→ **TRECHO FORNECIDO**:
□ □ □ □ □ □ □

SDI Solo Diver: Em um momento ou outro, muitos mergulhadores se viram sozinhos durante um mergulho, seja intencional ou não. O Solo Diving da SDI é a prática de mergulho autônomo sem um “companheiro de mergulho”. O mergulho solo, antes considerado mergulho técnico e desencorajado pela maioria das agências de certificação, agora é visto por muitos mergulhadores experientes e algumas agências de certificação como uma prática aceitável para aqueles mergulhadores adequadamente treinados e experientes. Em vez de confiar no sistema de segurança tradicional de mergulho com dupla, os mergulhadores solo devem ser qualificados em autossuficiência e dispostos a assumir a responsabilidade por sua própria segurança durante o mergulho.
Resumindo, cada um a seu modo, os programas de treinamento de mergulhadores “solo”, visam formar mergulhadores mais competentes e preparados para lidar com as situações habituais de mergulho, mesmo em dupla.
Melhoria das competências, das habilidades e domínio dos equipamentos, características comuns aos esportistas de diferentes modalidades e aos operadores de atividades de turismo, em particular aos operadores de turismo de aventura.
Planejamento de mergulho / Arquivo pessoal
O que diz a legislação: esporte de aventura e radical
Em seu artigo, André menciona a legislação que define as atividades de esporte de aventura onde na resolução número 18 do Conselho Nacional do Esporte temos:
Art. 1º Que se identifique no País como:
I – Esporte de aventura: O conjunto de práticas esportivas formais e não formais, vivenciadas em interação com a natureza, a partir de sensações e de emoções, sob condições de incerteza em relação ao meio e de risco calculado. Realizadas em ambientes naturais (ar, água, neve, gelo e terra), como exploração das possibilidades da condição humana, em resposta aos desafios desses ambientes, quer seja em manifestações educacionais, de lazer e de rendimento, sob controle das condições de uso dos equipamentos, da formação de recursos humanos e comprometidas com a sustentabilidade socioambiental.

□ □ □ □ □ □ □

→ **Registros de anotação de posição**:
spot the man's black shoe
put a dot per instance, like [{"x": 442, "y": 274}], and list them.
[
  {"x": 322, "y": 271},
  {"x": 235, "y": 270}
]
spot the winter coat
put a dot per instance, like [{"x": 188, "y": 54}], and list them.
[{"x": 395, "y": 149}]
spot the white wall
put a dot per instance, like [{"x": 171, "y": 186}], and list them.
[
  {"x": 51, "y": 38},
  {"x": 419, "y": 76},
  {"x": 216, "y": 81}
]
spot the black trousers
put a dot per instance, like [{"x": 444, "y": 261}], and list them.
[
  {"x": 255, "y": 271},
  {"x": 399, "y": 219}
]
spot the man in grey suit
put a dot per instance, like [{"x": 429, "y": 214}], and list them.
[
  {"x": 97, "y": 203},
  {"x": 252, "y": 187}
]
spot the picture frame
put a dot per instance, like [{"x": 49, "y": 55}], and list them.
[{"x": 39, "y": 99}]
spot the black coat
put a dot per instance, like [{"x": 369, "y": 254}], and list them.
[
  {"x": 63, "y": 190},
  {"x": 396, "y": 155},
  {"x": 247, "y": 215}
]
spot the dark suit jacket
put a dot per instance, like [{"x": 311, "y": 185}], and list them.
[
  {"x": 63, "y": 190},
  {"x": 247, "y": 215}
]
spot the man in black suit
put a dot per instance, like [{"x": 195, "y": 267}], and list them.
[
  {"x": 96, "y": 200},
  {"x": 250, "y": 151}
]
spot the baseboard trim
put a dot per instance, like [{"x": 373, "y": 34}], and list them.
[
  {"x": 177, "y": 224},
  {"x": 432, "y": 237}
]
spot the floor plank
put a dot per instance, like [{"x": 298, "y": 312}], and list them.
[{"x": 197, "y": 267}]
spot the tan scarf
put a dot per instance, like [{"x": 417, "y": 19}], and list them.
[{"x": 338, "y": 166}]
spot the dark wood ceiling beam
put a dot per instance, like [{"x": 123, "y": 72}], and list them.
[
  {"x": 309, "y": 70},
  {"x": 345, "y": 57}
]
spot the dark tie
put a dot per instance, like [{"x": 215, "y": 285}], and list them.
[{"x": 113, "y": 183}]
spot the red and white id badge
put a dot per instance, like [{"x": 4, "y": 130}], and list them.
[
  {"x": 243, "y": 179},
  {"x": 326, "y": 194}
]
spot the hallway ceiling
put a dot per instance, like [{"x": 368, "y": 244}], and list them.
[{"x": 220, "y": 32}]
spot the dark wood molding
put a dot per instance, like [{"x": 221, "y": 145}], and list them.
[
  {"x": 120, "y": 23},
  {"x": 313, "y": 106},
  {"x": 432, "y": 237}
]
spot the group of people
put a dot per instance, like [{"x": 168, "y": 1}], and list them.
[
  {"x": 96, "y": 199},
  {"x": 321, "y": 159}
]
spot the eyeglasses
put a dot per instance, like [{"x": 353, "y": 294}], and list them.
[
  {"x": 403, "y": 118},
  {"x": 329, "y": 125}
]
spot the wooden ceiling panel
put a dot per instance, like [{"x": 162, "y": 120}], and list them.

□ □ □ □ □ □ □

→ **TAREFAS E EXERCÍCIOS**:
a) Troque “ceiling” por “roof” nos registros, começando na linha que contém “spot the dark suit jacket” e terminando no fim dos registros. Reescreva essas linhas sem nenhuma outra alteração.
b) Retome o texto sobre mergulho solo e dê continuidade a ele a partir da última frase apresentada.

→ **RESPOSTAS POR TAREFA**:
a)
spot the dark suit jacket
put a dot per instance, like [{"x": 311, "y": 185}], and list them.
[
  {"x": 63, "y": 190},
  {"x": 247, "y": 215}
]
spot the man in black suit
put a dot per instance, like [{"x": 195, "y": 267}], and list them.
[
  {"x": 96, "y": 200},
  {"x": 250, "y": 151}
]
spot the baseboard trim
put a dot per instance, like [{"x": 373, "y": 34}], and list them.
[
  {"x": 177, "y": 224},
  {"x": 432, "y": 237}
]
spot the floor plank
put a dot per instance, like [{"x": 298, "y": 312}], and list them.
[{"x": 197, "y": 267}]
spot the tan scarf
put a dot per instance, like [{"x": 417, "y": 19}], and list them.
[{"x": 338, "y": 166}]
spot the dark wood roof beam
put a dot per instance, like [{"x": 123, "y": 72}], and list them.
[
  {"x": 309, "y": 70},
  {"x": 345, "y": 57}
]
spot the dark tie
put a dot per instance, like [{"x": 215, "y": 285}], and list them.
[{"x": 113, "y": 183}]
spot the red and white id badge
put a dot per instance, like [{"x": 4, "y": 130}], and list them.
[
  {"x": 243, "y": 179},
  {"x": 326, "y": 194}
]
spot the hallway roof
put a dot per instance, like [{"x": 368, "y": 244}], and list them.
[{"x": 220, "y": 32}]
spot the dark wood molding
put a dot per instance, like [{"x": 221, "y": 145}], and list them.
[
  {"x": 120, "y": 23},
  {"x": 313, "y": 106},
  {"x": 432, "y": 237}
]
spot the group of people
put a dot per instance, like [{"x": 168, "y": 1}], and list them.
[
  {"x": 96, "y": 199},
  {"x": 321, "y": 159}
]
spot the eyeglasses
put a dot per instance, like [{"x": 353, "y": 294}], and list them.
[
  {"x": 403, "y": 118},
  {"x": 329, "y": 125}
]
spot the wooden roof panel
put a dot per instance, like [{"x": 162, "y": 120}], and list them.

b)
II – Esporte radical: O conjunto de práticas esportivas formais e não formais, vivenciadas a partir de sensações e de emoções, sob condições de risco calculado. Realizadas em manobras arrojadas e controladas, como superação de habilidades de desafio extremo. Desenvolvidas em ambientes controlados, podendo ser artificiais, quer seja em manifestações educacionais, de lazer e de rendimento, sob controle das condições de uso dos equipamentos, da formação de recursos humanos e comprometidas com a sustentabilidade socioambiental.
(Resolução CNE nº 18, de 9 de abril de 2007) – os grifos são meus.
Ainda em seu texto, André reforça que há práticas esportivas não formais e formais, sendo estas as reguladas pelas agremiações, e organizações esportivas com regras próprias, alguma forma de pontuação e até indicação de vencedores, quando de competições. Nas práticas esportivas informais, diz:
…” sua prática se dá de maneira espontânea: amigos que combinam sair num final de semana para fazer uma escalada, surfar ou mergulhar em algum costão submerso sem qualquer preocupação com regulamentos, tempos, pontos, e sem sentir que tenham que prestar satisfações a quem quer que seja – salvo o compromisso também expresso na norma com a sustentabilidade socioambiental. Há, também, em muitos casos, preocupação com a performance individual, onde o indivíduo procura provar para si próprio que está logrando obter (ou não) avanços nas qualidades físicas e mentais requeridas para superar um desafio natural específico.” … (pág. 2)
Neste ponto enxergo com clareza dois aspectos que aproximam a prática esportiva da atividade turística e que após as aproximar, as distanciam sob os aspectos de execução e legislação.
Expedição no Buraco das Abelhas em 2006, no Parna Serra da Bodoquena, Jardim, MS /arquivo pessoal
De esportistas para empresários de turismo
Sempre leio ou ouço que começamos como esportistas, e lentamente ao convidar nossos amigos e os amigos dos amigos para se juntarem a nós, nas atividades esportivas que tanto amamos, começamos a transição para a atividade turística (da atividade esportiva, para a comercial) e neste momento, surgem novos desafios, pois já não basta ser um bom esportista, que possui equipamentos, conhecimento técnico e prima pelas melhores práticas; neste momento precisamos nos tornar empresários.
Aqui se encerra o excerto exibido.